Extract every line of the rows below that contains the string "segmentation", matching case exactly.

▶ _Material_
>> begin

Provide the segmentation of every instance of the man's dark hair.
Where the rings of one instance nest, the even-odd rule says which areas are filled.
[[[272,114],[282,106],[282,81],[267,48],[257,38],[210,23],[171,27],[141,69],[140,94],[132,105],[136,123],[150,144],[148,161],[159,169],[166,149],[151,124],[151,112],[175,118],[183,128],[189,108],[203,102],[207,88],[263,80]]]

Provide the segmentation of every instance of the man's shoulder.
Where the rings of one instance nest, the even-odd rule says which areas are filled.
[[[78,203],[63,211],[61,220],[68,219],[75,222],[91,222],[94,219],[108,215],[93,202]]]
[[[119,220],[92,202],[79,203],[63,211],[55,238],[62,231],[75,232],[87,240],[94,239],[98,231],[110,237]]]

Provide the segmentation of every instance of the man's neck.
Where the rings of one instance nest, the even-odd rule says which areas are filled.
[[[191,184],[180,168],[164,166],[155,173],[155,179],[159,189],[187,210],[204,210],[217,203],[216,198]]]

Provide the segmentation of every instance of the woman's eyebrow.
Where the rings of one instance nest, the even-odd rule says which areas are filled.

>> end
>> begin

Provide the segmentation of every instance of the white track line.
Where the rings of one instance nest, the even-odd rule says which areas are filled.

>> end

▶ _Written solution_
Provide the segmentation of every instance of the man's dark hair.
Provide the segmentation of every instance of the man's shoulder.
Provide the segmentation of every instance of the man's neck.
Provide the segmentation of every instance of the woman's eyebrow.
Provide the segmentation of every instance of the white track line.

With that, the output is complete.